Od 1 stycznia 2013 r. za pomocą systemu Elektronicznej Weryfikacji Uprawnień Świadczeniobiorców (eWUŚ) możliwe jest, po podaniu numeru PESEL, sprawdzenie w placówce ochrony zdrowia naszych uprawnień do bezpłatnej opieki zdrowotnej. Jak zapowiada NFZ, jeszcze w tym roku pacjenci będą mogli online sprawdzać czy są ubezpieczeni, a ponadto będą mieli dostęp do listy swoich wizyt lekarskich, hospitalizacji i badań diagnostycznych oraz kosztów tych świadczeń.

Generalny Inspektor Ochrony Danych Osobowych w środę podczas briefingu prasowego podkreślił, że system eWUŚ, który funkcjonuje od 1 stycznia i umożliwia potwierdzanie na podstawie numeru PESEL prawa pacjenta do bezpłatnych świadczeń zdrowotnych to dobre rozwiązanie, potrzebne pacjentom. "Moje wątpliwości nie odnoszą się do istoty systemu" - mówił.

Zaznaczył, że sama informacja o tym, czy ktoś ma prawo do bezpłatnej opieki zdrowotnej nie budzi wątpliwości, ponieważ nie chodzi tu o dostęp do danych medycznych. Jednocześnie zapowiedział, że GIODO będzie prowadził planowe kontrole w placówkach ochrony zdrowia, m.in. dot. archiwizowania potwierdzeń z eWUŚ przez świadczeniodawców.

Zwrócił uwagę, że według zapowiedzi NFZ "w 2013 r. ma zostać uruchomiony także II etap systemu eWUŚ, czyli umożliwienie pacjentom dostępu do informacji o udzielonych im świadczeniach medycznych". "W rozporządzeniu ministra zdrowia, które dotyczy tego rozwiązania, nie uwzględniono uwag GIODO dotyczących m.in. określenia sposobu logowania się do tego systemu" - podkreślił Wiewiórowski.

W jego ocenie podstawy prawne regulujące zabezpieczenie systemu są niewystarczające. "My uważamy, że takich podstaw prawnych nie ma, a powinny być zawarte w rozporządzeniu ministra zdrowia, z kolei resort zdrowia uważa, że wynikają one z ogólnych przepisów obowiązujących w naszym kraju" - wyjaśnił GIODO.

"Każdy system informatyczny, który jest dostępny dla osoby, która +miękko+ loguje się do niego, używając systemu haseł, jest systemem niebezpiecznym, z którego mogą nastąpić wycieki" - ocenił. "Chcielibyśmy dowiedzieć się znacznie więcej na temat sposobu zabezpieczenia dostępu do systemu NFZ, zanim zostanie on fizycznie uruchomiony" - dodał i zapowiedział inspekcję tego systemu, gdy zostanie przygotowany do działania.

## Zadanie 1
Wypisz z tekstu o systemie eWUŚ fragment od „Generalny Inspektor Ochrony” do „eWUŚ przez świadczeniodawców.”.
## Zadanie 2
Czy poniższe stwierdzenia są zgodne z tekstem o systemie eWUŚ? Przy każdym odpowiedz „tak” lub „nie” i przytocz rozstrzygające słowa tekstu. (a) System eWUŚ działa od 1 stycznia 2013 r. (b) W rozporządzeniu ministra zdrowia uwzględniono uwagi GIODO dotyczące sposobu logowania się do systemu. (c) Resort zdrowia uważa, że podstawy prawne zabezpieczenia systemu wynikają z ogólnych przepisów.

## Materiał
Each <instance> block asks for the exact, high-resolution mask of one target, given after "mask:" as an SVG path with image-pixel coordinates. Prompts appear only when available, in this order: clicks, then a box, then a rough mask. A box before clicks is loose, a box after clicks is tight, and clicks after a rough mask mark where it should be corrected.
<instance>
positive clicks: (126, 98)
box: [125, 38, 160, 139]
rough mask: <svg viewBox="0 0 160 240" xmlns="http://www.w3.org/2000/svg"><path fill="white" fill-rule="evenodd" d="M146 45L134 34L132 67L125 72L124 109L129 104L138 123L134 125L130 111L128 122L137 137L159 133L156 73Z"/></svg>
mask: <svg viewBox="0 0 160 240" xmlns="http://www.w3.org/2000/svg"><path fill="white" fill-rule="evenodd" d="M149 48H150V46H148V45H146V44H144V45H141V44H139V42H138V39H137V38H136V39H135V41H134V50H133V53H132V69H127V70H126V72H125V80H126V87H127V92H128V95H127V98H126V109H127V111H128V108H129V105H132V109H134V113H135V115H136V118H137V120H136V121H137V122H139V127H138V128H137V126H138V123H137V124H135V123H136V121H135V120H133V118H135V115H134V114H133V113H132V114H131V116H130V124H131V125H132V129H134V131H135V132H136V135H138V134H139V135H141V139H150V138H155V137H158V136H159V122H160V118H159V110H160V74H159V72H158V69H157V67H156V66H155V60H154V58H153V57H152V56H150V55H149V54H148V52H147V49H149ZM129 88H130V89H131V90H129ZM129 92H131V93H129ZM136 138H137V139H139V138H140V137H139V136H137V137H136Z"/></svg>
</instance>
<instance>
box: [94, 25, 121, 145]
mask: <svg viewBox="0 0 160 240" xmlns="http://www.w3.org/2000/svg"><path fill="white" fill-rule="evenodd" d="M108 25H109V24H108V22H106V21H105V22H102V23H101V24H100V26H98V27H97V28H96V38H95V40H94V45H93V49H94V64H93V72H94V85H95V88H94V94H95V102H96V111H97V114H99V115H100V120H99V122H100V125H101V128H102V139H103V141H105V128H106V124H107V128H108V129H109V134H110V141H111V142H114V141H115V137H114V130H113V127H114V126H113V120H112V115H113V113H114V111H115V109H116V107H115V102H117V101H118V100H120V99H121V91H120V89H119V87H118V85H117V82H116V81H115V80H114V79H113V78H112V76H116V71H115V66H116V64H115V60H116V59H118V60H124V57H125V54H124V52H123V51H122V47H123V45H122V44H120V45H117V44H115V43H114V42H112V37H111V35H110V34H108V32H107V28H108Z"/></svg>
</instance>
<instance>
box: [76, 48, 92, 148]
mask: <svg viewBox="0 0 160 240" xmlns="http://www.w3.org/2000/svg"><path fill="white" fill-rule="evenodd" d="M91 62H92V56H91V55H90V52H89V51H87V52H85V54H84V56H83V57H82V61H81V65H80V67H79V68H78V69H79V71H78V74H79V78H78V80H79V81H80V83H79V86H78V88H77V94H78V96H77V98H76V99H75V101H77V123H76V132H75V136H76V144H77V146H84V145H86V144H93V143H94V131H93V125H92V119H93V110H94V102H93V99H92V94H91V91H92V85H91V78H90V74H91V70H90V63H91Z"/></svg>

## Odpowiedź 1
Generalny Inspektor Ochrony Danych Osobowych w środę podczas briefingu prasowego podkreślił, że system eWUŚ, który funkcjonuje od 1 stycznia i umożliwia potwierdzanie na podstawie numeru PESEL prawa pacjenta do bezpłatnych świadczeń zdrowotnych to dobre rozwiązanie, potrzebne pacjentom. "Moje wątpliwości nie odnoszą się do istoty systemu" - mówił.

Zaznaczył, że sama informacja o tym, czy ktoś ma prawo do bezpłatnej opieki zdrowotnej nie budzi wątpliwości, ponieważ nie chodzi tu o dostęp do danych medycznych. Jednocześnie zapowiedział, że GIODO będzie prowadził planowe kontrole w placówkach ochrony zdrowia, m.in. dot. archiwizowania potwierdzeń z eWUŚ przez świadczeniodawców.

## Odpowiedź 2
(a) Tak: „Od 1 stycznia 2013 r. za pomocą systemu Elektronicznej Weryfikacji Uprawnień Świadczeniobiorców (eWUŚ) możliwe jest, po podaniu numeru PESEL, sprawdzenie w placówce ochrony zdrowia naszych uprawnień do bezpłatnej opieki zdrowotnej”.
(b) Nie: „W rozporządzeniu ministra zdrowia, które dotyczy tego rozwiązania, nie uwzględniono uwag GIODO dotyczących m.in. określenia sposobu logowania się do tego systemu”.
(c) Tak: „resort zdrowia uważa, że wynikają one z ogólnych przepisów obowiązujących w naszym kraju”.